▸ Task item: Beginning with the line that contains "Target: man's shoulder", transcribe every line down to the end of the entries, exactly, and no other lines.

▸ Data records:
···

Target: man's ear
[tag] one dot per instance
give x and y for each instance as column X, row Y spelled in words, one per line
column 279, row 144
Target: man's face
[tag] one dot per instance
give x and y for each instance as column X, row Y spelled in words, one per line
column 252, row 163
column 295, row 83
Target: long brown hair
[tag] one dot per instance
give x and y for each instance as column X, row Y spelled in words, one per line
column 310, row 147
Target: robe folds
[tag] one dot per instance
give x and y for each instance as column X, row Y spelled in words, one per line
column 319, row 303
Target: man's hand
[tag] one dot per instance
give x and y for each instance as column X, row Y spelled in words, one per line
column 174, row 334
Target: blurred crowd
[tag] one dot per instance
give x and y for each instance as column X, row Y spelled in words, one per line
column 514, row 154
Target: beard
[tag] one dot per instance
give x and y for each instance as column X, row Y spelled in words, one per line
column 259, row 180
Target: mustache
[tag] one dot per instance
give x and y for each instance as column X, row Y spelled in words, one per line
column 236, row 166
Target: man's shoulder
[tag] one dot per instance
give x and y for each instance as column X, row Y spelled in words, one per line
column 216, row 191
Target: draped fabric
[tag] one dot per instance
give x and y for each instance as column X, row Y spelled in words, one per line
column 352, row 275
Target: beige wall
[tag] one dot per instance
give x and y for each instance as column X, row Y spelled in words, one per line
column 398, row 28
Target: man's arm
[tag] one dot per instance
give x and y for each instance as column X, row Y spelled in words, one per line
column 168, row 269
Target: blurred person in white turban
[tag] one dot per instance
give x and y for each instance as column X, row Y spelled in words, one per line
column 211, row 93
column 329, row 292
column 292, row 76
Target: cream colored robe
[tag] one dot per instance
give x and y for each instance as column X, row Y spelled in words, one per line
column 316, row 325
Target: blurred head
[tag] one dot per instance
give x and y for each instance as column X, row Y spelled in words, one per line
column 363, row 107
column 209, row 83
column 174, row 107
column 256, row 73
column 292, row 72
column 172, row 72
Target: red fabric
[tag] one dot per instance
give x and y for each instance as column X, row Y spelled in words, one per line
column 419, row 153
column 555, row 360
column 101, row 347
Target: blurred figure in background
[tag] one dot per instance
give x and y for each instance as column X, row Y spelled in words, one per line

···

▸ Solution:
Target: man's shoulder
[tag] one dot per instance
give x and y for each instance as column X, row Y spelled in words, one per line
column 216, row 191
Target: draped fabric
[tag] one dot per instance
give x and y for each instance as column X, row Y spelled in words, one per line
column 352, row 275
Target: beige wall
[tag] one dot per instance
give x and y for each instance as column X, row Y spelled in words, one per line
column 398, row 28
Target: man's arm
[tag] one dot per instance
give x and y for each instance as column X, row Y spelled in words, one per line
column 168, row 269
Target: blurred person in white turban
[tag] one dot per instance
give x and y for each instance as column X, row Y spelled in words, one per line
column 211, row 93
column 329, row 292
column 292, row 76
Target: cream colored robe
[tag] one dot per instance
give x and y for each instance as column X, row Y spelled in words, one per line
column 316, row 325
Target: blurred head
[tag] one dot per instance
give x and y for each instance as column X, row Y spelled in words, one per line
column 363, row 107
column 209, row 83
column 174, row 107
column 256, row 73
column 292, row 72
column 172, row 72
Target: red fabric
[tag] one dot per instance
give x and y for each instance as column X, row Y spelled in words, one per line
column 419, row 153
column 555, row 360
column 101, row 347
Target: blurred figure in background
[tag] one dot per instance
give x and y for each instance as column X, row Y spelled in words, one per line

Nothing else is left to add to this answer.